* START ENTRIES SUPPLIED *

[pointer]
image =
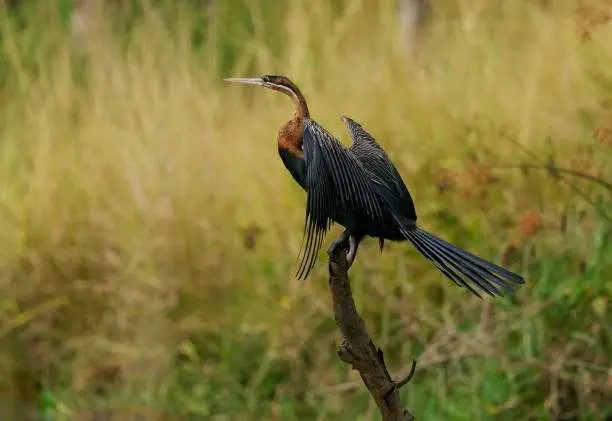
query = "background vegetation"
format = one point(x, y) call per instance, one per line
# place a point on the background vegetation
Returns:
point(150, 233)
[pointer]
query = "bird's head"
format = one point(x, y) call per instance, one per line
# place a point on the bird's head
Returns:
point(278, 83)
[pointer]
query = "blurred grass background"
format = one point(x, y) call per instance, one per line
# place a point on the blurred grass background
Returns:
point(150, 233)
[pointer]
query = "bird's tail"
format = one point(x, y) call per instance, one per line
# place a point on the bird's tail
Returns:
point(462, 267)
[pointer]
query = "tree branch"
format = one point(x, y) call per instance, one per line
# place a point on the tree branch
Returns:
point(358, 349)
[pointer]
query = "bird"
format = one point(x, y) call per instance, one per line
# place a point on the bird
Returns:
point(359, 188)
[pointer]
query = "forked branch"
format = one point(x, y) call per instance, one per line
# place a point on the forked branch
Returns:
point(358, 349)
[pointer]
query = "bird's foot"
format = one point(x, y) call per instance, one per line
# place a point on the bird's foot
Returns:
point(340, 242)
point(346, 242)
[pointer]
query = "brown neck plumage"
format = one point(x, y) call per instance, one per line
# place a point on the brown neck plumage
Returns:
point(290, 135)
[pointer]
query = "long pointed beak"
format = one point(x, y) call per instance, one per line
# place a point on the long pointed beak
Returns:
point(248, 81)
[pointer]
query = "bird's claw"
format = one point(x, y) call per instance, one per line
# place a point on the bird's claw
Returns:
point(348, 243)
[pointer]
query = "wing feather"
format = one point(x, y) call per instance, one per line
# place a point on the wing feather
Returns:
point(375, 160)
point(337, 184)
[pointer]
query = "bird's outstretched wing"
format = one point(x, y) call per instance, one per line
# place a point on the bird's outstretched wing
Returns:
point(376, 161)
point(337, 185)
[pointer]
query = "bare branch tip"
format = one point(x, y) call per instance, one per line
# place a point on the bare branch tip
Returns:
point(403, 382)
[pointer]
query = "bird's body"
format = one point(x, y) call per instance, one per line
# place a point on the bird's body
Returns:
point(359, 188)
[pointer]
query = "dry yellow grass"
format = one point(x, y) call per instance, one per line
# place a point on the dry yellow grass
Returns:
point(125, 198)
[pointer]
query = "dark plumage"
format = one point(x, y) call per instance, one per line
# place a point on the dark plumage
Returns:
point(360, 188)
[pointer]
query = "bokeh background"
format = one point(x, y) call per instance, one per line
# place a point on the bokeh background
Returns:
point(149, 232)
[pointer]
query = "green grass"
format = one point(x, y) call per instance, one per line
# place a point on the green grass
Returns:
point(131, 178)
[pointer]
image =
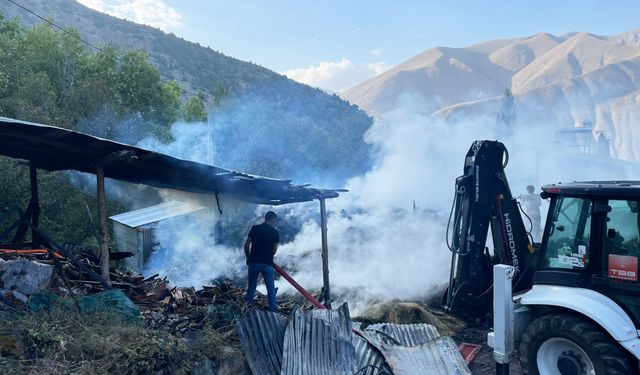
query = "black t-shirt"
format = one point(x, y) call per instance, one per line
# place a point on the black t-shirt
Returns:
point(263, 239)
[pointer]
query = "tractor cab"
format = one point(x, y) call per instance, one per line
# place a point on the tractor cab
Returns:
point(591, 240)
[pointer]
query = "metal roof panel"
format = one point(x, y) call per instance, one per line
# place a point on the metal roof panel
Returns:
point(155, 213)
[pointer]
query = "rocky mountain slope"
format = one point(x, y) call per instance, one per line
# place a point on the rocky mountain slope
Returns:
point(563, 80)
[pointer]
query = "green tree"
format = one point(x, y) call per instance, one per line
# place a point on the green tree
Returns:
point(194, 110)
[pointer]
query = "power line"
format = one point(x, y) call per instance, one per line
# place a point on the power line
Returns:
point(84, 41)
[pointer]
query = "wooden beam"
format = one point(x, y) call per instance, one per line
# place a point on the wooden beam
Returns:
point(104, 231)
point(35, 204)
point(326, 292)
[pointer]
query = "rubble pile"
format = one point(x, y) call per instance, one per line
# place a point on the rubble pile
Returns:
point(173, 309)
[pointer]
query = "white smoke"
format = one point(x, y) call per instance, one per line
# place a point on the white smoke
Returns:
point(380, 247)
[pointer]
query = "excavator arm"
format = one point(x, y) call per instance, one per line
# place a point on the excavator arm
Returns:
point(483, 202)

* END ENTRIES SUPPLIED *
* START ENTRIES SUPPLIED *

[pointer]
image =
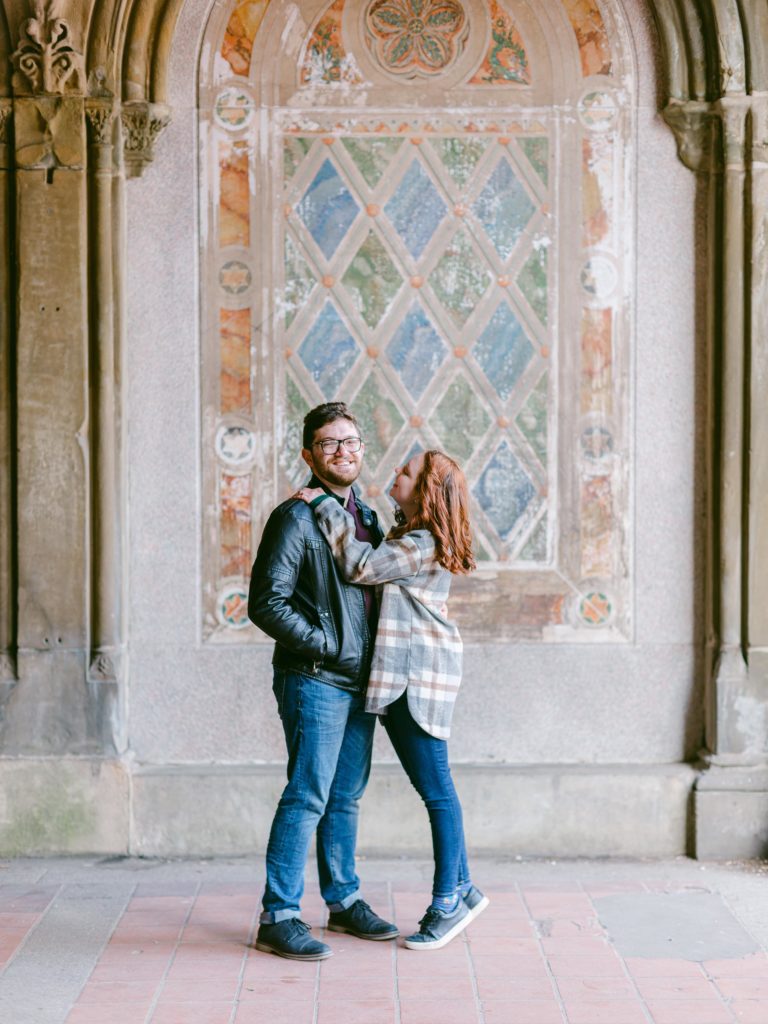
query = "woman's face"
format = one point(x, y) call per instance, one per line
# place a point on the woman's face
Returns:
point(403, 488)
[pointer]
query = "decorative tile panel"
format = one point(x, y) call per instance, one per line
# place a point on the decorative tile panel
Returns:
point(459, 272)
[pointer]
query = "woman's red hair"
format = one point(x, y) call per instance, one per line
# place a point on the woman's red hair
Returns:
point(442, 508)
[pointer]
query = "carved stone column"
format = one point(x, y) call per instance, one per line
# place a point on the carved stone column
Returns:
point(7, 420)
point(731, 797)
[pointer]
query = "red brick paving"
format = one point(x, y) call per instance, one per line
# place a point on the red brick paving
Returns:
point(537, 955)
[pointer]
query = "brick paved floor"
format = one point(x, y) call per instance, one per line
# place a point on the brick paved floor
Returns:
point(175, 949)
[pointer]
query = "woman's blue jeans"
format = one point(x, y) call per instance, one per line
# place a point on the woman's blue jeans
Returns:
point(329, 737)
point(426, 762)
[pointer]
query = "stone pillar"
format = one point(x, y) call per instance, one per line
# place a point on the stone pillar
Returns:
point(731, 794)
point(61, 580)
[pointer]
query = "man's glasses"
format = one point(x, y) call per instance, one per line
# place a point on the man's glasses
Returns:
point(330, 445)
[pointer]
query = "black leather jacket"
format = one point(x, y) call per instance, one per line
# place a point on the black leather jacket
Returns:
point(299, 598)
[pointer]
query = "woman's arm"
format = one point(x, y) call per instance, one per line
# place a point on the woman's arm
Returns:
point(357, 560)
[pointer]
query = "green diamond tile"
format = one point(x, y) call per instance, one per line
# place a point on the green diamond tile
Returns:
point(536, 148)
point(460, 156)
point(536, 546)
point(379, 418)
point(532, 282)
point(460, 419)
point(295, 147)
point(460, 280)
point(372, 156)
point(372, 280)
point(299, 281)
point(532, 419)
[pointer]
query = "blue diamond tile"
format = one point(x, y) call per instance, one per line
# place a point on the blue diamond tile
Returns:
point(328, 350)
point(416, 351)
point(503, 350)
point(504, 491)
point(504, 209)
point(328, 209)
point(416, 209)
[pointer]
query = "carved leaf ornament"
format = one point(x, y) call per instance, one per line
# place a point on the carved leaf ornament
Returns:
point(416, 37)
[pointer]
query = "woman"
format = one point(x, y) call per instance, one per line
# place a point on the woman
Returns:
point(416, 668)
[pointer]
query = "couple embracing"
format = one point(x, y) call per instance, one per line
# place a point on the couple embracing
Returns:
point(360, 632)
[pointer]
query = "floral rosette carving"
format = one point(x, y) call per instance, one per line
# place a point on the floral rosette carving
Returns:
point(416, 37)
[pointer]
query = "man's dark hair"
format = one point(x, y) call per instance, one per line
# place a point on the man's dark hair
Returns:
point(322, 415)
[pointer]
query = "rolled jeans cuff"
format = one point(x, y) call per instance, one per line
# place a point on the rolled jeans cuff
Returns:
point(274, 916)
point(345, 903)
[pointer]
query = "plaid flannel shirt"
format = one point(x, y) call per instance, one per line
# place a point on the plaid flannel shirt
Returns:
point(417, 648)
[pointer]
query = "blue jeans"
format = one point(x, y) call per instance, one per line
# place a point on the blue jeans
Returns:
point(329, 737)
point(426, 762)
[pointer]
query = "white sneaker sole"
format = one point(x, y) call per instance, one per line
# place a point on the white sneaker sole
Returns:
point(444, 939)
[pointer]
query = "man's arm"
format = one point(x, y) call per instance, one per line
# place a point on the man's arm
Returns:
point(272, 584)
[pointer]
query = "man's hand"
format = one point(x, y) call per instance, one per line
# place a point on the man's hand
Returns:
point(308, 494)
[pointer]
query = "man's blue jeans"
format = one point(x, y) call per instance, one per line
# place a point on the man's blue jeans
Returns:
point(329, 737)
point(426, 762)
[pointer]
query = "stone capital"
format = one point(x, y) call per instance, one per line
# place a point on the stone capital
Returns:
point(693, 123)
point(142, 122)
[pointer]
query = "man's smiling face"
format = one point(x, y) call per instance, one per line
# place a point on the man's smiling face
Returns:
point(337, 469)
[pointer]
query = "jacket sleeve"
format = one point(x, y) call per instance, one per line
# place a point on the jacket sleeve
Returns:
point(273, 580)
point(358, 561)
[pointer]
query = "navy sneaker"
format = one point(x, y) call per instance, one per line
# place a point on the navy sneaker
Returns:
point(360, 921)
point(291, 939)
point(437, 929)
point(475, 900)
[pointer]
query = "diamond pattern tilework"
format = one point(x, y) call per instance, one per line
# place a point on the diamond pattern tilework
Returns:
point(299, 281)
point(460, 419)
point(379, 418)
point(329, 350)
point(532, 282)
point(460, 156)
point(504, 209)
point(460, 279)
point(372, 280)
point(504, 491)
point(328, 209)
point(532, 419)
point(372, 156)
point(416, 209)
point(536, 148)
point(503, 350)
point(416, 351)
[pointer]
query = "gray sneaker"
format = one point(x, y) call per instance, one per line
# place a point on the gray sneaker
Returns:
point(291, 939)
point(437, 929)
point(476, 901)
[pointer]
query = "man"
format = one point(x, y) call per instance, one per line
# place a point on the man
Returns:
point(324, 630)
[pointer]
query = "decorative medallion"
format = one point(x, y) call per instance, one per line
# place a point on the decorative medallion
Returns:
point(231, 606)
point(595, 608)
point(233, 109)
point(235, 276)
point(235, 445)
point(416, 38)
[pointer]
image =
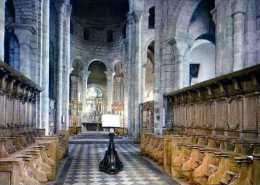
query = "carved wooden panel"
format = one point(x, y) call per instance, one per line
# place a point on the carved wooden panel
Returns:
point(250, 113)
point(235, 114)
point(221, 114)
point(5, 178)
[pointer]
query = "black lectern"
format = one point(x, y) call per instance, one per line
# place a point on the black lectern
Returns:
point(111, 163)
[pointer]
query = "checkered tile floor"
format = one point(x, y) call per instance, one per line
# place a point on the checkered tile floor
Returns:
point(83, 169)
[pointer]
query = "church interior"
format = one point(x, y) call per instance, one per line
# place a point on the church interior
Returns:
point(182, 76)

* END ENTRIES SUPPLIED *

### GIVEN EXERCISE
Pull out every line of the data above that contains the word "sneaker", treating uppercase and lowercase as different.

### SOLUTION FOR THIS PROBLEM
query = "white sneaker sole"
# place a point on the white sneaker sole
query = "navy sneaker"
# place a point on the navy sneaker
query = "gray sneaker"
# place a point on the gray sneaker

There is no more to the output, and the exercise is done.